START LISTED ENTRIES

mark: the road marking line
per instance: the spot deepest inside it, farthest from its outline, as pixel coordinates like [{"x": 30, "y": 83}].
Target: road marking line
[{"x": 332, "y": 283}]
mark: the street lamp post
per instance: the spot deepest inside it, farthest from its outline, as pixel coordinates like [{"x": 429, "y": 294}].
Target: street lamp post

END LISTED ENTRIES

> WHAT IS BEING ASKED:
Output the full listing without altering anything.

> ANSWER FOR THE TASK:
mark: the road marking line
per instance: the spot deepest inside it, farthest from its outline, as pixel coordinates like [{"x": 30, "y": 83}].
Target: road marking line
[{"x": 332, "y": 283}]
mark: the street lamp post
per instance: the spot deepest inside it, farthest from its outline, as pixel coordinates like [{"x": 429, "y": 294}].
Target: street lamp post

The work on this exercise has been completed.